→ **Required task**
Rewrite each of the rows below with every "marker" changed to "point" and nothing else altered.

───── Task material ─────

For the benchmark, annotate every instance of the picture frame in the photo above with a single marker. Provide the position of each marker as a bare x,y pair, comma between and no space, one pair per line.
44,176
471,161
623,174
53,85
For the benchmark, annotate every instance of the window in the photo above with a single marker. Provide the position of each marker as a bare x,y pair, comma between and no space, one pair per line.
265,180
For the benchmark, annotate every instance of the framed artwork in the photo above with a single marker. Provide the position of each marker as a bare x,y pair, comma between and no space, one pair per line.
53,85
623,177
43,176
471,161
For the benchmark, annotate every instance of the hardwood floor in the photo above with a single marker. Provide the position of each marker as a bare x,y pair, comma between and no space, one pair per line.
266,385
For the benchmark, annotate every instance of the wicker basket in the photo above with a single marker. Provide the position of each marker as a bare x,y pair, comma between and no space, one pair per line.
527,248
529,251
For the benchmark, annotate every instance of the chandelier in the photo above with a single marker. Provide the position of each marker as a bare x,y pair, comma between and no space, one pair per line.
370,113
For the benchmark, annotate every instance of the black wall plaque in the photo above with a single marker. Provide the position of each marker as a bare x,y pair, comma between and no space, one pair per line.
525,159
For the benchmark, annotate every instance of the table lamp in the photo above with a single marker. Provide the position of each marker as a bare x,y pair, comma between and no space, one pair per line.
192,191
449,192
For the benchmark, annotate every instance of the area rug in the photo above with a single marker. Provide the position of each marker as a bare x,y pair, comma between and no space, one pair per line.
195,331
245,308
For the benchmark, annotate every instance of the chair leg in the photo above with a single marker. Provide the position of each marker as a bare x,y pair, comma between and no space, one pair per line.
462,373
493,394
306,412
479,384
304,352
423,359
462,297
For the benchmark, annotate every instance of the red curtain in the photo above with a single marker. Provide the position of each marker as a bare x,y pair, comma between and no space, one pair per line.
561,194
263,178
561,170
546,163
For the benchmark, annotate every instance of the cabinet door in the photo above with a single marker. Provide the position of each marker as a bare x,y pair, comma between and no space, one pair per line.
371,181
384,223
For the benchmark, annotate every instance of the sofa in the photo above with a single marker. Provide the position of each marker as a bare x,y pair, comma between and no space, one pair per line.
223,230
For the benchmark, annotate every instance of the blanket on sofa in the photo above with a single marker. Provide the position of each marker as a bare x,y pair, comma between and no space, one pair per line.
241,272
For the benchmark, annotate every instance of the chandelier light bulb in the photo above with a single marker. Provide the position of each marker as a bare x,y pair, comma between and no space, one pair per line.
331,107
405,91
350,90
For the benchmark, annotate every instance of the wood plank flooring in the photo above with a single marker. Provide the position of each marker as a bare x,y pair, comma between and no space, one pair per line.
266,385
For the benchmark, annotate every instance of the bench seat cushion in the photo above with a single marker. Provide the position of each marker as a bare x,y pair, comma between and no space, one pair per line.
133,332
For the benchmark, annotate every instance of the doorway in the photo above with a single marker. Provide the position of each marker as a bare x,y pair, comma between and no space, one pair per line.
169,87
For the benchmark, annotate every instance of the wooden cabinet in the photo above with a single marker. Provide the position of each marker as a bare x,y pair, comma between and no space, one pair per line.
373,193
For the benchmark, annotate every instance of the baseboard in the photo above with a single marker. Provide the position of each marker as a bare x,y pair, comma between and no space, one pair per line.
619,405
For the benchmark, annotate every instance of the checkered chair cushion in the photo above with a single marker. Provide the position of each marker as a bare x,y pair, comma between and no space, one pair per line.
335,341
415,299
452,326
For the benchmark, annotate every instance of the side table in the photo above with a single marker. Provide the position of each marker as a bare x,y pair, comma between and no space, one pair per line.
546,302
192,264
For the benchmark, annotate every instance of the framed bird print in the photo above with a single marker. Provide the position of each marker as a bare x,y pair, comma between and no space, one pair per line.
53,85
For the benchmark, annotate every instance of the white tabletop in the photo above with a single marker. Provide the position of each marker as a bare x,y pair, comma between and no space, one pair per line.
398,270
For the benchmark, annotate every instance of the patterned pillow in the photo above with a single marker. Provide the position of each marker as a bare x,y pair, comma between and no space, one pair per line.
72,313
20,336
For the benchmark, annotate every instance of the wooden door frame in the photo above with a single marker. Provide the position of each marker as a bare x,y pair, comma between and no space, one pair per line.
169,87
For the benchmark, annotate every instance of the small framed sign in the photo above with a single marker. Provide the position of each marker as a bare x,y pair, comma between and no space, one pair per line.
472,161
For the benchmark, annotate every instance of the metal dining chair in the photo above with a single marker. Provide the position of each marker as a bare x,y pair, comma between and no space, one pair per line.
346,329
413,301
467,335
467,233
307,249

─────

→ **Final answer**
For the benchmark, annotate every instance of the picture frame in the photo above with a single point. Provide the position of each point as a bare x,y pair, comma between and no space, one pair per line.
44,176
471,161
623,174
53,85
For the benchmark, annotate every instance of the window in the photo above with a single point. Provide the position of each point as a bare x,y pair, comma between and no space, one pair per line.
265,180
For the benchmark, annotate every instance of the framed artwork in the photo above with a single point. Provide the position of each point as a bare x,y pair, comma between and no space, one pair per line.
53,85
623,177
43,176
471,161
For the benchmark, annotate every instance of the hardwood floor in the photo above with a single point. Provide the position of each point as a bare x,y pair, comma between and no space, one pair per line.
266,385
For the benchmark, annotate every instance of the wicker basket in the photo above with a single point. Provide the position of each point as a bare x,y pair, comma between and no space, one pair per line.
527,248
529,251
For the benchmark, annotate every instance of the chandelier in the photo above with a single point. Provide the position of each point as a bare x,y pair, comma between and no space, one pair per line.
370,113
For the benchmark, annotate every instance of the black wall plaque in the photo above with a single point. Provide the position of each point as a bare x,y pair, comma between and no space, one pair per line.
525,159
For the benchmark, annotate every instance of the table lamp in the photo above with a single point. Provide the position of each point as a bare x,y pair, comma between and no space, one pair per line.
192,191
449,192
For the benchmark, annotate every instance of the area rug in the photo above with a single point. Provide the position of each point as a bare x,y pair, comma between and no space, one pair per line.
195,331
245,308
For the benchmark, annotate every instance of the chair leg in the photo above with a single point. Provide the position of each point as a bare x,y pair, comma between and no space, one pair per line.
462,373
493,394
306,412
479,384
304,352
423,359
462,297
For the benchmark, annotate every instance of the red curtain in the photo above with a single point. Provide the position of each point as a bare x,y pair, comma between and no space, one pair per line.
561,194
263,178
561,170
546,163
For the benchmark, annotate every instance of the cabinet door in the photo above with a single point. Provide the position of each point as a bare x,y pair, comma between and no space, one pair per line.
371,181
384,223
For the benchmark, annotate every instance of the sofa in the photo above with a single point. Provide the position of each point as a bare x,y pair, comma between and no space, one pair per line.
223,230
For the benchmark, annotate every instance of the blanket on sofa in the photo above with a single point. Provide the position of each point as a bare x,y pair, comma between and no space, one pair per line.
241,272
For the benchmark, annotate every instance of the chandelier light bulb in the photo above with a single point. Provide the position of each point as a bare x,y pair, comma between and no space, one pair per line.
331,107
405,91
350,90
For the benchmark, annotate every instance of the wood plank flooring in the photo above with a single point. Provide the position of each point as a bare x,y pair, comma between and no space, one pair per line.
266,385
For the benchmark, annotate every instance of the bench seat cushion in the photo above with a single point. Provide the position of each point as a bare x,y pair, comma between and no space, one pair per line.
133,332
For the benchmark, annotate every instance of the doorway in the photo above with a single point. Provide the position of each point as a bare x,y pair, comma between and no space, one pair per line.
169,87
For the benchmark, annotate every instance of the wooden cabinet in the photo above with a single point. Provide the position of each point as a bare x,y pair, comma between and no space, one pair per line.
373,193
For the benchmark, annotate every instance of the baseboard in the photo above with a single point. Provide the position of each point as a bare x,y pair, comma between and no space, one pair per line.
619,405
For the benchmark, annotate every instance of the checkered chair cushion in the photo above with a single point. Provide the position of each point as a bare x,y pair, comma between and no space, one pair per line.
335,341
415,299
452,326
For the benchmark, annotate every instance of the side table in the photo above with a single point. Provide the position of each point as a bare x,y pair, comma between and no space, one pair per line.
546,302
192,264
For the benchmark, annotate every instance of the framed bird print in the photo above with a single point. Provide the position of each point as a bare x,y pair, comma between and no space, one pair per line.
53,85
For the benchmark, annotate every instance of the white tabletop in the photo above with a single point. Provide the position of each point as a bare x,y pair, comma between and no space, one pair per line.
398,270
For the benchmark, annotate every instance of the patterned pillow in the photo above with a single point. Provide the position of each point as a bare x,y pair, comma between and no space, one pair per line.
72,313
20,336
For the benchmark, annotate every instance of the wooden door frame in the photo above with a single point. Provide the position of each point as a bare x,y pair, comma between and no space, one pair per line.
169,87
For the benchmark, annotate every instance of the small framed sign in the photo above with a single point. Provide the position of each point as a bare x,y pair, comma between and no space, one pair per line.
472,161
For the benchmark, annotate every instance of the metal dining chair in the photo above with a single point. Provide the position of each point as a bare x,y pair, comma between and no space, one pair per line.
346,329
413,301
467,335
467,233
307,249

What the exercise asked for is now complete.